Task prompt — All lines from the one with "Task: mark each instance of the feather plume" to the end need to be copied exactly, with nothing before them.

[Dataset rows]
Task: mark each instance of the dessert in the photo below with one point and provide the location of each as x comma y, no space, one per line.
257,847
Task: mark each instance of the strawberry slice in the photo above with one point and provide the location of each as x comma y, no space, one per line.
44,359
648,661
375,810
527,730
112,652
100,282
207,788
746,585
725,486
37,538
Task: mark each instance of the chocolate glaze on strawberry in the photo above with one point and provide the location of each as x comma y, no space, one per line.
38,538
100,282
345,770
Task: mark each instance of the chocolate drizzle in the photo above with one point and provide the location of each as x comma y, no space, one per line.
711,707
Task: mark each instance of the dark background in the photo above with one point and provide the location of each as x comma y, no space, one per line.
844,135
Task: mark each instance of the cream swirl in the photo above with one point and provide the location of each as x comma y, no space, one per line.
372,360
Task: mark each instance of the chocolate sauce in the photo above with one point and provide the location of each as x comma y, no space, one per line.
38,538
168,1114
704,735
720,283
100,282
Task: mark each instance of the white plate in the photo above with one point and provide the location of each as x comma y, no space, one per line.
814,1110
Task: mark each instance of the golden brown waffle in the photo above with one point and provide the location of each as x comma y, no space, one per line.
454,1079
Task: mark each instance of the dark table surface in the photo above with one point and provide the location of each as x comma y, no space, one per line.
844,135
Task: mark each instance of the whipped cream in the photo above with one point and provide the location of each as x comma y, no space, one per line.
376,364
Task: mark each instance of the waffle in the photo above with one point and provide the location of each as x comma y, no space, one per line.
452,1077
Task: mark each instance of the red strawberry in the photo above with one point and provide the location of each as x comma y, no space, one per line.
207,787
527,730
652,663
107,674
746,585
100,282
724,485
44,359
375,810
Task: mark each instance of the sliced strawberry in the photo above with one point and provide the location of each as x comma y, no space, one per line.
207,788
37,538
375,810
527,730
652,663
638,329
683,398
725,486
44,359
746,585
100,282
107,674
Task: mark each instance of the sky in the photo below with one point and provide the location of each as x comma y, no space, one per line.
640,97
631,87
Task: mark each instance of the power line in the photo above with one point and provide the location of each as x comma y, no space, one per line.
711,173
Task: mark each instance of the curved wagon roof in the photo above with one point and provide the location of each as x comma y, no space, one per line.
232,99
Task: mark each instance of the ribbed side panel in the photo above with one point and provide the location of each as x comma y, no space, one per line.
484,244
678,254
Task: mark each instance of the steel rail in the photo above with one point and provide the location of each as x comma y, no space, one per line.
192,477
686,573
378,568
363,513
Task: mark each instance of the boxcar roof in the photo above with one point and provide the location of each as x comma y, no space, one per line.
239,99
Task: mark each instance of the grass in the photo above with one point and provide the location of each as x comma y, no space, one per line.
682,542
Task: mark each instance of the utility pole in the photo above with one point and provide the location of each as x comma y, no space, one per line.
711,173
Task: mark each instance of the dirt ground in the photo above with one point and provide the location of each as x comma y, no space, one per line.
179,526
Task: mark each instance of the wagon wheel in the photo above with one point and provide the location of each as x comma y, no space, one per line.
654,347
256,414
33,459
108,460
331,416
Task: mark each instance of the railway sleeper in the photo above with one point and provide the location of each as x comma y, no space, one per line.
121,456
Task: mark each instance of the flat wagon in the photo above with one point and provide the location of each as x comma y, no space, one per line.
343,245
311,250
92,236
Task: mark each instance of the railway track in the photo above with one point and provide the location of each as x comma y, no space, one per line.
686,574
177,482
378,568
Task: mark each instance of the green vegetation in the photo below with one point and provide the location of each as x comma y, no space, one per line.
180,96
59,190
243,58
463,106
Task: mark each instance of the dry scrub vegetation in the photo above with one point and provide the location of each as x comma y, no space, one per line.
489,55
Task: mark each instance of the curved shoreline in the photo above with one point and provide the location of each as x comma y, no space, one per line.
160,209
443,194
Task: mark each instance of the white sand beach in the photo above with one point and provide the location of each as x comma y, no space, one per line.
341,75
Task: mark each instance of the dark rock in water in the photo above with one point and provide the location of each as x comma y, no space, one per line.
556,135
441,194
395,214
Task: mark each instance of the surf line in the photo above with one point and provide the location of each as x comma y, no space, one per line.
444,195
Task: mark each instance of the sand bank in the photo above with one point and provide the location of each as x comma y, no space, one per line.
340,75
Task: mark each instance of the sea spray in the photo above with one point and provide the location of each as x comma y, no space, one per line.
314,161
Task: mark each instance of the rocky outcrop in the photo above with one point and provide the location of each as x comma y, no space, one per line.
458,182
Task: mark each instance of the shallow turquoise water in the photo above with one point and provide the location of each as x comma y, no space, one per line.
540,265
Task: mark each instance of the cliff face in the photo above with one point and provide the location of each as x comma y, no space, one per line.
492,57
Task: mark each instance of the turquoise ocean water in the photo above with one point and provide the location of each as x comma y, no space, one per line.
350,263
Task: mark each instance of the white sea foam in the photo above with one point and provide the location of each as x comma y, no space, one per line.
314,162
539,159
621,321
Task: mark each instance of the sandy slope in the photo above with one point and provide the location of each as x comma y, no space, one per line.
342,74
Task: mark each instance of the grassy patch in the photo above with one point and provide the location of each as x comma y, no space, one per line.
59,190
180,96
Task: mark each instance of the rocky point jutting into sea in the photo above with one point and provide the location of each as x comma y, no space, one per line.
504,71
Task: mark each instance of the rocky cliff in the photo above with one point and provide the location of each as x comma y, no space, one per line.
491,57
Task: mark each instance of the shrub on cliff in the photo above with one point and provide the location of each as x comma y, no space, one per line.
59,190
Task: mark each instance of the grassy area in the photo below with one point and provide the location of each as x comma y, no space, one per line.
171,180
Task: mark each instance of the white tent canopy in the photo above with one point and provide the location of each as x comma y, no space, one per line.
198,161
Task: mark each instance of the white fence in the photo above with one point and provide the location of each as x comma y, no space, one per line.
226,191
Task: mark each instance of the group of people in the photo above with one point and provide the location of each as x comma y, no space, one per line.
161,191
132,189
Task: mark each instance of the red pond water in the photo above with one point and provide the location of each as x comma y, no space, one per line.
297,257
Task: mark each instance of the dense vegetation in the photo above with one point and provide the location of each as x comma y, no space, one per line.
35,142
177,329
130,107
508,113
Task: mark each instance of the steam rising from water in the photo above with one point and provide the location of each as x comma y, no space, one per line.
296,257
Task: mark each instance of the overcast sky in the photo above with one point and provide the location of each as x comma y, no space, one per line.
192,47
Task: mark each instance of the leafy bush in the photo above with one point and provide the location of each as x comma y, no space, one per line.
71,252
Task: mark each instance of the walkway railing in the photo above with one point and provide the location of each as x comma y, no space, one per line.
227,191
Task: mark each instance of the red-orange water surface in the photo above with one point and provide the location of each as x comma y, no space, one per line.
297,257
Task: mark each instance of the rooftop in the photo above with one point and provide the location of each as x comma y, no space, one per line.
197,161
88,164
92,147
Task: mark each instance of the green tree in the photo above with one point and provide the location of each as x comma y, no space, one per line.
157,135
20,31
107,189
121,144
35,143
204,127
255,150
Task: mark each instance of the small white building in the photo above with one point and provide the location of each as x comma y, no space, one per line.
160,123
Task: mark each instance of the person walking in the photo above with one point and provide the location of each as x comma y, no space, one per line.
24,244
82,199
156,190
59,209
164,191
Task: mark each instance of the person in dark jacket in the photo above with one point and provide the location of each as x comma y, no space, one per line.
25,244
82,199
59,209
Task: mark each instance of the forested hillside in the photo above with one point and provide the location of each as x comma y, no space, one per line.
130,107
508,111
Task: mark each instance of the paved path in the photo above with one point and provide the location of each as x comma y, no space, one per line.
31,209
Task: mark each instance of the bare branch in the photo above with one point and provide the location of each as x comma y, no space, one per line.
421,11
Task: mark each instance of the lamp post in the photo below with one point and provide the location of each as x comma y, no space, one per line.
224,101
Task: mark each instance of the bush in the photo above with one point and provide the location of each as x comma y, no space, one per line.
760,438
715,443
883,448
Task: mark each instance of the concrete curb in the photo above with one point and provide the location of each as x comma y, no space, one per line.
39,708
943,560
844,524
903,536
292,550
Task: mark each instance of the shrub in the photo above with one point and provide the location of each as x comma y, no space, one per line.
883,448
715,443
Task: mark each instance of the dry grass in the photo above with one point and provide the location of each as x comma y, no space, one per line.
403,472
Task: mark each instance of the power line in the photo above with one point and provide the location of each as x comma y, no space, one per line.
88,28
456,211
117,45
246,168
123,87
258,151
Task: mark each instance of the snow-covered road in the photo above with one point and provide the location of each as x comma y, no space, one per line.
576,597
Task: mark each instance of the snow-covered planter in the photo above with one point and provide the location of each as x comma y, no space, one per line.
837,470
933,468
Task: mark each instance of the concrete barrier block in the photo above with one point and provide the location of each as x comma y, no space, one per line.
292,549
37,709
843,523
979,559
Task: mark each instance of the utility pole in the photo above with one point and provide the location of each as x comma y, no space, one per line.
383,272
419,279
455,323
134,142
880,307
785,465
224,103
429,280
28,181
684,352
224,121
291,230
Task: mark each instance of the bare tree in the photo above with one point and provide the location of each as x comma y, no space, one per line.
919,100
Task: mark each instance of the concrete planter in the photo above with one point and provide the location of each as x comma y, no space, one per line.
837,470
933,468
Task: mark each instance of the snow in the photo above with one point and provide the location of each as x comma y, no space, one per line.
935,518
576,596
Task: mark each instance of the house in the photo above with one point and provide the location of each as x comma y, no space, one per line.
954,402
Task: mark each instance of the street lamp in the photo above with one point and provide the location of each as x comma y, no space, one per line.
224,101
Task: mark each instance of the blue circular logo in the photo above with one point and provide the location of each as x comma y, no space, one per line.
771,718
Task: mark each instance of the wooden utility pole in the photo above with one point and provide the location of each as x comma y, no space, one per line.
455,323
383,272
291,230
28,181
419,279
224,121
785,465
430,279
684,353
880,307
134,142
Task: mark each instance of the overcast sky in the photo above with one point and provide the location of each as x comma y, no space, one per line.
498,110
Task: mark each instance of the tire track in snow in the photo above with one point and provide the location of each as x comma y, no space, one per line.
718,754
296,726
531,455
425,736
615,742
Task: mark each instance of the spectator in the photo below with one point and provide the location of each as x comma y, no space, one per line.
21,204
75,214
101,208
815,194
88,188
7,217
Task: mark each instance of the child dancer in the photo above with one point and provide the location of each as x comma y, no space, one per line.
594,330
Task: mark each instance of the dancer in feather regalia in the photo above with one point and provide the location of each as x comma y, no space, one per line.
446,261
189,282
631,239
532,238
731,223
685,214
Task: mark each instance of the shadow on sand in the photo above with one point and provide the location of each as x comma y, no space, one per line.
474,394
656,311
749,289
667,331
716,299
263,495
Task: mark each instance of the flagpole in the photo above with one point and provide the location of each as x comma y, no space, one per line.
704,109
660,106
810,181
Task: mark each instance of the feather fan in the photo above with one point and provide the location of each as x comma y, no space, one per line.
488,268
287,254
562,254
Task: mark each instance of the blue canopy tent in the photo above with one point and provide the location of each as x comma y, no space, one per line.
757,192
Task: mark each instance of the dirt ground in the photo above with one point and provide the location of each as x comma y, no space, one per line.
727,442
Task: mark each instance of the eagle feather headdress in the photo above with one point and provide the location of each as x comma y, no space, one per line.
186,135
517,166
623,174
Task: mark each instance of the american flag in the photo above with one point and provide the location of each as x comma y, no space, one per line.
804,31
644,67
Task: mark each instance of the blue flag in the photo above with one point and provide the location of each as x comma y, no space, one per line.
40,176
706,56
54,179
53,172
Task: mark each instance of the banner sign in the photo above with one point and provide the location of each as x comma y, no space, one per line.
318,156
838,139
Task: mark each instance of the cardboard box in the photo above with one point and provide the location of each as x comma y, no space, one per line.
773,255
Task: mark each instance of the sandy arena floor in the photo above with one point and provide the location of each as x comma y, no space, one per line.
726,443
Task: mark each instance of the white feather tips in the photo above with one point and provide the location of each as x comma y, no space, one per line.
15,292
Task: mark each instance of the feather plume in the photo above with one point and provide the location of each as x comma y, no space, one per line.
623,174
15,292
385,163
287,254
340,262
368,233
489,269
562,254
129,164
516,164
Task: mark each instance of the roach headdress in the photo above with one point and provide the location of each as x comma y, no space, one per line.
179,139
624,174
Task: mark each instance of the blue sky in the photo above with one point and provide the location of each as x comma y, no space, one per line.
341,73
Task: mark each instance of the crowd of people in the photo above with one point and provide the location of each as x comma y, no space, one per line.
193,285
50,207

Problem solution —
Task: mark each instance of the feather plume in the photo above with one point and provide the location of each as x comma y, no space, one per line.
623,174
15,292
385,163
287,254
340,262
368,233
489,269
562,254
129,164
516,164
Task: mark each instance of the roach headdress in the photo above with one point and provide the location of each as x comma y, no space, one per line.
179,139
624,174
Task: mark each instance of the blue sky in the photo above with one point and provide the location of each as x comma y, no space, one per line.
341,73
Task: mark each instance of the crowd of people in the photo above with one point and provide the location of each as x comma y, no space, one per line.
193,285
50,207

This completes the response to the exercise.